Return each line of the listing below that contains the word "paint", treating uppercase and lowercase as different.
* Start Given data *
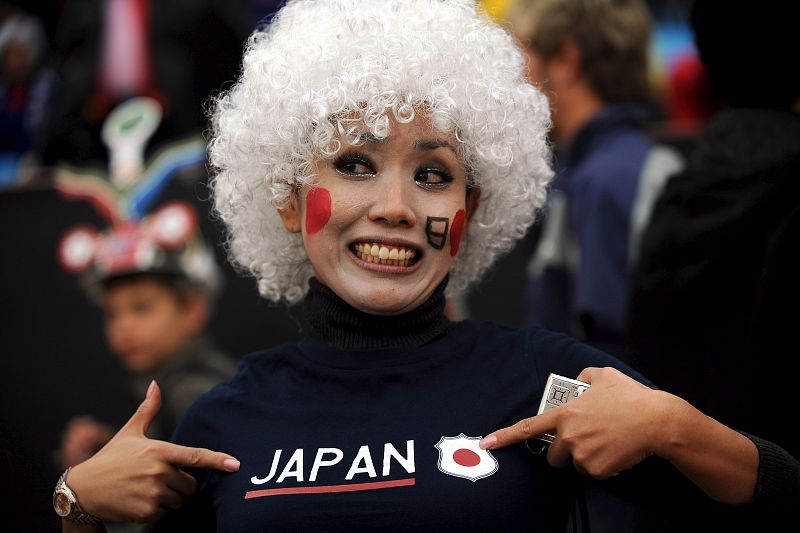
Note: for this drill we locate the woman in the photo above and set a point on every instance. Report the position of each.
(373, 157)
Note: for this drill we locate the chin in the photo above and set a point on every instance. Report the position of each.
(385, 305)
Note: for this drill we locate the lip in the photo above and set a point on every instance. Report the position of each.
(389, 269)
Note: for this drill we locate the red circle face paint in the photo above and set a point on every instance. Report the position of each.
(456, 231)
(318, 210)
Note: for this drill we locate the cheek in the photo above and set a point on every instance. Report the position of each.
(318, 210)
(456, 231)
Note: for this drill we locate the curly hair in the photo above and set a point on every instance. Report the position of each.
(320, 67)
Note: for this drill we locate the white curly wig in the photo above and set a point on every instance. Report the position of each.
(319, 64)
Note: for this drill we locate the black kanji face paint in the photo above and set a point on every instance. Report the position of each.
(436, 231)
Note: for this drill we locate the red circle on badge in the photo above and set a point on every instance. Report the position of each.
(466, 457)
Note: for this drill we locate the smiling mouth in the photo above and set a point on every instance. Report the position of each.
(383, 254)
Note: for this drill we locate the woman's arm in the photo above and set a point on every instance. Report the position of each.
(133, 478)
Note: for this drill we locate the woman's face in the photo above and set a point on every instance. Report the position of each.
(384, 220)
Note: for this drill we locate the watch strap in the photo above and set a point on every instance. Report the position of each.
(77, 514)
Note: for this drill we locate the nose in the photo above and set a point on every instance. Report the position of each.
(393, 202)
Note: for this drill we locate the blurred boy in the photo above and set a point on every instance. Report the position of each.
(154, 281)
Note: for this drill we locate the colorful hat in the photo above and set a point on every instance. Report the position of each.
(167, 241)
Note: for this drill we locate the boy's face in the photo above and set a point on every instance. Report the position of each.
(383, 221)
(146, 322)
* End Given data *
* Start Given data *
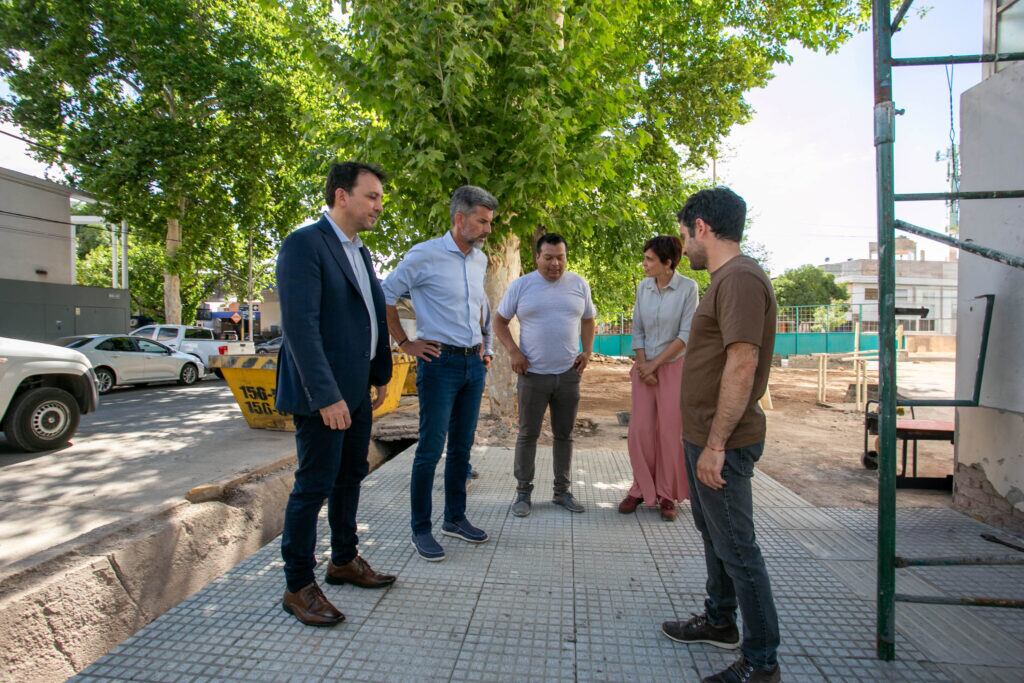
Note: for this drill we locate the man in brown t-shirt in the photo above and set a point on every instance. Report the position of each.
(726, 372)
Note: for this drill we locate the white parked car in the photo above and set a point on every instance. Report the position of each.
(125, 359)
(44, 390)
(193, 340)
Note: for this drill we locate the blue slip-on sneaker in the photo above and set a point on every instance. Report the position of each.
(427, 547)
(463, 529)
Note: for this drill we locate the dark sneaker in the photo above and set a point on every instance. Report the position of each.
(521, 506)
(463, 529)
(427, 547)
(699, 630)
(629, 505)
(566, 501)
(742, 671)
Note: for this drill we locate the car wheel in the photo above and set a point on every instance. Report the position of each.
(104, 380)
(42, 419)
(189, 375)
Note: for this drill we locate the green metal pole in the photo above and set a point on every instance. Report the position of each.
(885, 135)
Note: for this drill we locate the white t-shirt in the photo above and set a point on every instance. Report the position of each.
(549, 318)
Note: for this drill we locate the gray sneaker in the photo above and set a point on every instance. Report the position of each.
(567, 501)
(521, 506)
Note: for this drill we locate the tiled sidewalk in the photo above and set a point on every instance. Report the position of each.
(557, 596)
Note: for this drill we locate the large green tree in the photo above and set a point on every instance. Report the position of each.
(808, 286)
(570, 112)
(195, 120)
* End Given data *
* Start Given data *
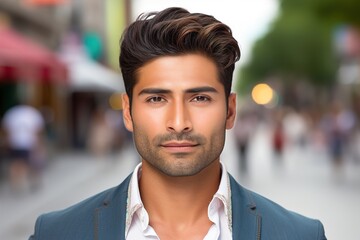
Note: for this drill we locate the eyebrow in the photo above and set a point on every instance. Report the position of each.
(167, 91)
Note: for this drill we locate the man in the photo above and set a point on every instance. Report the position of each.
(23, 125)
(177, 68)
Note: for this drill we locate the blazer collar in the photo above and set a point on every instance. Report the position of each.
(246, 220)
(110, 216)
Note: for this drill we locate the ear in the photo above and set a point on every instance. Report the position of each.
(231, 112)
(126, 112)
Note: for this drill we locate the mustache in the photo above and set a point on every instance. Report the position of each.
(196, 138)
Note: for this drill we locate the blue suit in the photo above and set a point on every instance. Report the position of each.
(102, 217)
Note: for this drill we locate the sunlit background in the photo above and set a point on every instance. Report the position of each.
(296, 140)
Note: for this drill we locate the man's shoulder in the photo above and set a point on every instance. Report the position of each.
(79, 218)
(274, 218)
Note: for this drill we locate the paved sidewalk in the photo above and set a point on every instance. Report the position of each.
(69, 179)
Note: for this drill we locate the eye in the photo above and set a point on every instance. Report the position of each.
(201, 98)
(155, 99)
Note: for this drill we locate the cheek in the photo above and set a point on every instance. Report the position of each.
* End Given data *
Expected answer
Note: for this drill we locate the red circle face paint in the photo above and set a point on every instance. Report the position of each.
Note: for this drill we locate the black kanji face paint in the photo above and set a point on every instance. Report the position of each.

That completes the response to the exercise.